[Collected data entries]
----

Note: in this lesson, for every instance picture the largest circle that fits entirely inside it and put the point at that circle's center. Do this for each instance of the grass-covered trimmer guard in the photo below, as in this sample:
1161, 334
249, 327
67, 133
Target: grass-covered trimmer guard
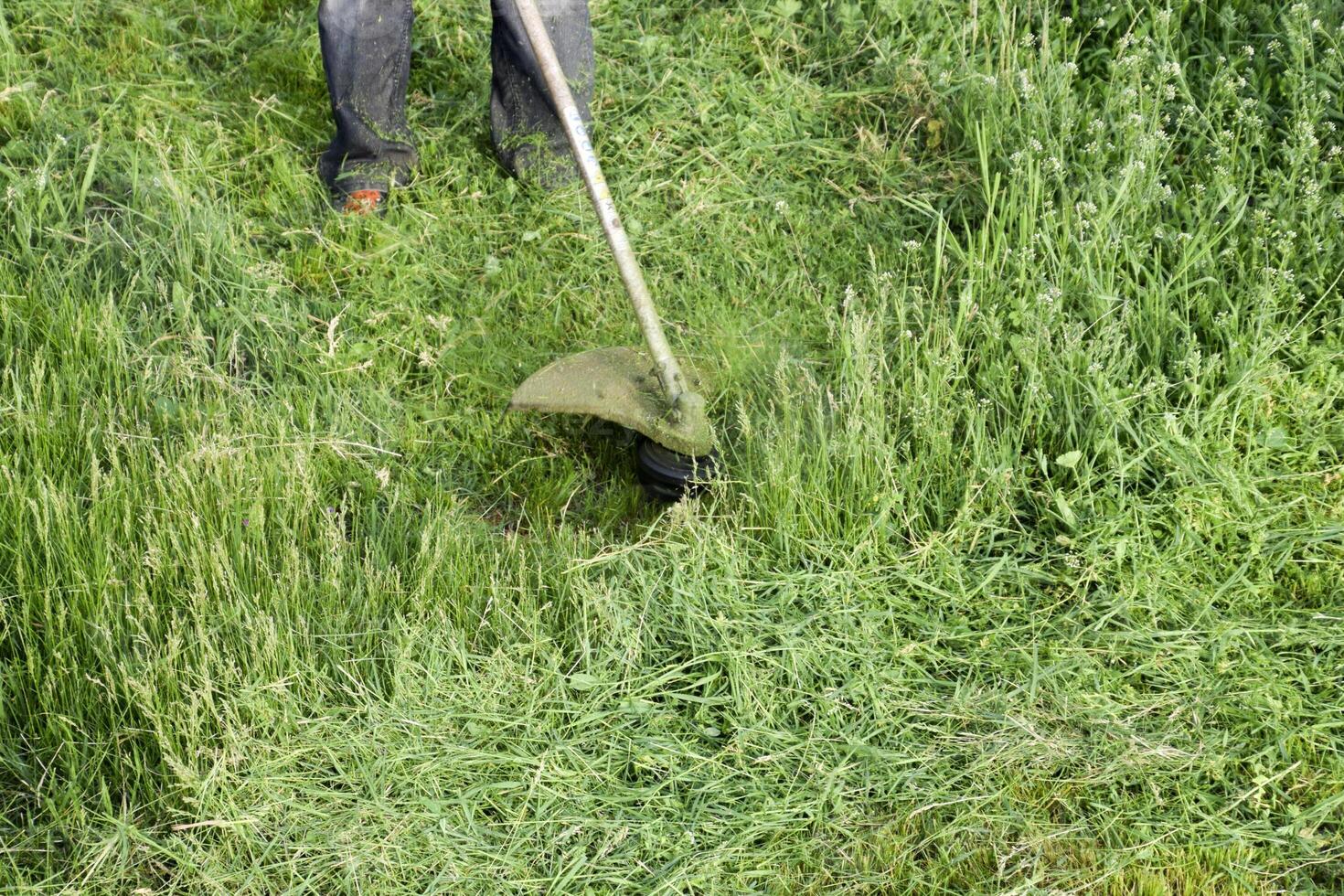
645, 391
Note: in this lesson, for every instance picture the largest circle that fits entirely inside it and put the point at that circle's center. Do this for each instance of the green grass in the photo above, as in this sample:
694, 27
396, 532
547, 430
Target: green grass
1024, 321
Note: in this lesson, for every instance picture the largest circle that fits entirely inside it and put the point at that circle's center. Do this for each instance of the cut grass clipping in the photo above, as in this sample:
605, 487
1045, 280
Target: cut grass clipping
1024, 328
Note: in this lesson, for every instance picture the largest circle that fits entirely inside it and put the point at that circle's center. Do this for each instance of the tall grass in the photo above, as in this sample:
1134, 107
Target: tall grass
1026, 334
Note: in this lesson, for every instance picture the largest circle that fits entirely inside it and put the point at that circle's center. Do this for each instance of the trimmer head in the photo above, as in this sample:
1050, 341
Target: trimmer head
621, 386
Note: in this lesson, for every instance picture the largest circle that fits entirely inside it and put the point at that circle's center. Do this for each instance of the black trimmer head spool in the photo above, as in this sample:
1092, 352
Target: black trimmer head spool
668, 475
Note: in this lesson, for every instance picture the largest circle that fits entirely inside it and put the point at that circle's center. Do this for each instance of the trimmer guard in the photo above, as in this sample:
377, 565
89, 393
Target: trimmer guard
621, 386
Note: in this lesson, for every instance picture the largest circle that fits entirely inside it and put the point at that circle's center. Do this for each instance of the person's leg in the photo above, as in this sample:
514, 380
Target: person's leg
527, 133
366, 53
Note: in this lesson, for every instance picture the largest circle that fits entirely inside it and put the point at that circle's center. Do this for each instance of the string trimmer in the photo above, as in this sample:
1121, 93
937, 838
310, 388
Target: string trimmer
644, 391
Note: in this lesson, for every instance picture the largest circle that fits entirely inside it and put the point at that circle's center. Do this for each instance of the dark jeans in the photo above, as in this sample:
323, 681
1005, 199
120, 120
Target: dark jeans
366, 53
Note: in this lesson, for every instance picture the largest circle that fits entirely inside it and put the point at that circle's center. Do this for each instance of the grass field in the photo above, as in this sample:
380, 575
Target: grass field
1024, 325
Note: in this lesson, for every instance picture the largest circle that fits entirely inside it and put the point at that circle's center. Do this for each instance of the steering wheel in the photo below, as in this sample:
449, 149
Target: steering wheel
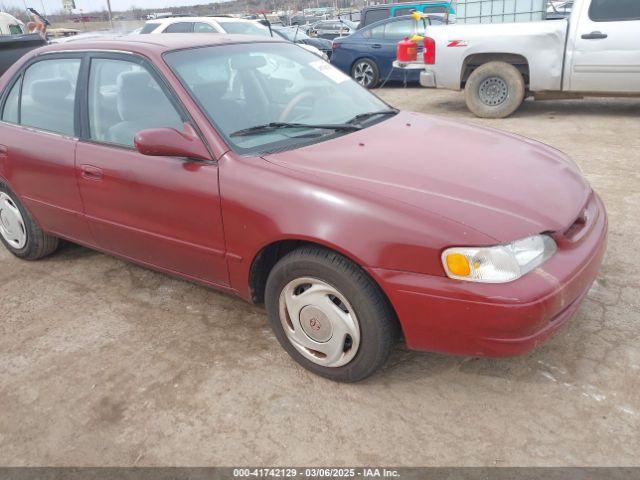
293, 103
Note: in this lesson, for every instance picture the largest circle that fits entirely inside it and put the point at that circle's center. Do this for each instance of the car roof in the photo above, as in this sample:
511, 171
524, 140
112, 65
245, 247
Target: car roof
155, 44
219, 19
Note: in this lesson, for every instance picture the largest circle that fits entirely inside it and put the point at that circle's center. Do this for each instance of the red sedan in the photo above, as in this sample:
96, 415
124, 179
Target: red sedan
256, 168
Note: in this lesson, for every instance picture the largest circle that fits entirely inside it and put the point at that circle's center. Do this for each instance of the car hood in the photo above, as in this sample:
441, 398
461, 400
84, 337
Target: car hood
319, 43
506, 187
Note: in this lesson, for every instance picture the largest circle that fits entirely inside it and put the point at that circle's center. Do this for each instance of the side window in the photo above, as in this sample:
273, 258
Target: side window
399, 12
180, 27
10, 111
125, 99
398, 30
614, 10
201, 27
49, 94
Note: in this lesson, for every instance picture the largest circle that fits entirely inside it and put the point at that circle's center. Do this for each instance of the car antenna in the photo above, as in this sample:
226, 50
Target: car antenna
268, 23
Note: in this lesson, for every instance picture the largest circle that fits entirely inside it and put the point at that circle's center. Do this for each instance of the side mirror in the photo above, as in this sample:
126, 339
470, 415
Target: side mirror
168, 142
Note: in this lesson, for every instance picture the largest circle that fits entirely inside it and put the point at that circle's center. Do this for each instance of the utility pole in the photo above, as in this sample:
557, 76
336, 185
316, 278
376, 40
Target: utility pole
110, 14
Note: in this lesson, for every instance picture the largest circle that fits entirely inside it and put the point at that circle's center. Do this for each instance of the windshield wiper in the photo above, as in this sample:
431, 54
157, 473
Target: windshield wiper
364, 116
269, 127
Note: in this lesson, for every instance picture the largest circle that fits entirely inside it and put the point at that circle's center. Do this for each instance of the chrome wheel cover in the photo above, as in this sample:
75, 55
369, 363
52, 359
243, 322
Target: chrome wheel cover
493, 91
363, 74
12, 226
319, 322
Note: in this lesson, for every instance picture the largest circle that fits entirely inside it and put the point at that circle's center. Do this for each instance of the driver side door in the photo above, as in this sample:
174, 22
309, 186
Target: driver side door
159, 211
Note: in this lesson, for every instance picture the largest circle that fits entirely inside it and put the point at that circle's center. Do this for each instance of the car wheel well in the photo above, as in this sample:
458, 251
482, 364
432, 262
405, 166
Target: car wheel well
266, 259
474, 61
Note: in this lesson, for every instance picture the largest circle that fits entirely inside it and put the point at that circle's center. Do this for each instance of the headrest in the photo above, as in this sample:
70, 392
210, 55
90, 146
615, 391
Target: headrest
137, 96
50, 92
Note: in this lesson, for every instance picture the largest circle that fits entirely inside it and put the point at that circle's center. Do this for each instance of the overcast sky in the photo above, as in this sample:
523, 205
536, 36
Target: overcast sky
90, 5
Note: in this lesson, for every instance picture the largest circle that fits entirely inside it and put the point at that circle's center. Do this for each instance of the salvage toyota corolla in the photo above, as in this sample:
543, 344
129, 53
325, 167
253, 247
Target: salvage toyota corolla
254, 167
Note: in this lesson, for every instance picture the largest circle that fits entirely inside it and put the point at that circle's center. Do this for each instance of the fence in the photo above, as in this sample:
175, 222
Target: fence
499, 11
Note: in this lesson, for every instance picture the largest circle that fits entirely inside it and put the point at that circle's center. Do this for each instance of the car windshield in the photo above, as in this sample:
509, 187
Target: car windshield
243, 86
149, 27
245, 28
292, 33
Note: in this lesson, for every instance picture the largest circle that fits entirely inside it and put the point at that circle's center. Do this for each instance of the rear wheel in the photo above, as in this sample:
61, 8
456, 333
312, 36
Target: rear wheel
366, 73
19, 231
494, 90
329, 315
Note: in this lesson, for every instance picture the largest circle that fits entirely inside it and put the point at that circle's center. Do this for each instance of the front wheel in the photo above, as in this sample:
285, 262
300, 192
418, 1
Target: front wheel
366, 73
329, 315
494, 90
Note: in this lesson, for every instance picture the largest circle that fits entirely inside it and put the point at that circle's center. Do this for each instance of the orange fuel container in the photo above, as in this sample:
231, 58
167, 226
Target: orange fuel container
407, 51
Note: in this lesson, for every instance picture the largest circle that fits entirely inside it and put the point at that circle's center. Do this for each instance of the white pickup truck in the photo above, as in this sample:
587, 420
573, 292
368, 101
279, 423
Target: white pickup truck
595, 52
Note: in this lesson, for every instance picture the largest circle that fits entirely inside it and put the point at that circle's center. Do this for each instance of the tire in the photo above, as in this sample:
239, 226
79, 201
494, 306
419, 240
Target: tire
366, 73
329, 288
494, 90
19, 232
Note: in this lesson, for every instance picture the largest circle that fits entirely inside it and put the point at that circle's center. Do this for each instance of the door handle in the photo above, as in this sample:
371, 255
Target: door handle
90, 172
594, 36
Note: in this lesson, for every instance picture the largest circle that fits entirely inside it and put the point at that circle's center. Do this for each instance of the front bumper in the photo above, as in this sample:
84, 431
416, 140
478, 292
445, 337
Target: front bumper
441, 314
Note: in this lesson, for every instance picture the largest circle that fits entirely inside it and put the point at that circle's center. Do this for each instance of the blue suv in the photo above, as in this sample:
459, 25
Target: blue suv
368, 54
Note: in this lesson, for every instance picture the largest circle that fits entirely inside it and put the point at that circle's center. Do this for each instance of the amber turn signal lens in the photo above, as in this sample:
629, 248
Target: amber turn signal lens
458, 264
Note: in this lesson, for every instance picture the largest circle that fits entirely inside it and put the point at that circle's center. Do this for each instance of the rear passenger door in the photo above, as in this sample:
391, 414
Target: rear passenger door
40, 113
606, 53
160, 211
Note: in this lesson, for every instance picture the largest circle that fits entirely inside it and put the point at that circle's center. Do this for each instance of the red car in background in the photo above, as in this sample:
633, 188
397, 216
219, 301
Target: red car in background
254, 167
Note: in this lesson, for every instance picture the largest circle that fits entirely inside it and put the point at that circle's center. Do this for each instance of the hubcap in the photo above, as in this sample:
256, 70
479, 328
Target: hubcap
12, 226
319, 322
363, 74
493, 91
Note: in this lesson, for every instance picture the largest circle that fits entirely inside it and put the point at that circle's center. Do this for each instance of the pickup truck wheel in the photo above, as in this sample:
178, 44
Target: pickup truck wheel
329, 315
494, 90
18, 230
366, 73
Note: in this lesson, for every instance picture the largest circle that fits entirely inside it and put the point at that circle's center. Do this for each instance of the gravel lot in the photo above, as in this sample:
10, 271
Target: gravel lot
105, 363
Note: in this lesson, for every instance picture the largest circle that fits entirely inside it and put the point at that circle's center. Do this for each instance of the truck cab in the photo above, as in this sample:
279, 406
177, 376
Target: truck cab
593, 52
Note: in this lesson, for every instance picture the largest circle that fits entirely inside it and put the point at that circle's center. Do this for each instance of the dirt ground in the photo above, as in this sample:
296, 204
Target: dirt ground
105, 363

----

• What you are asked to do
In the records, how many lines have the word "below" in them? Only the number is needed.

• Completed task
2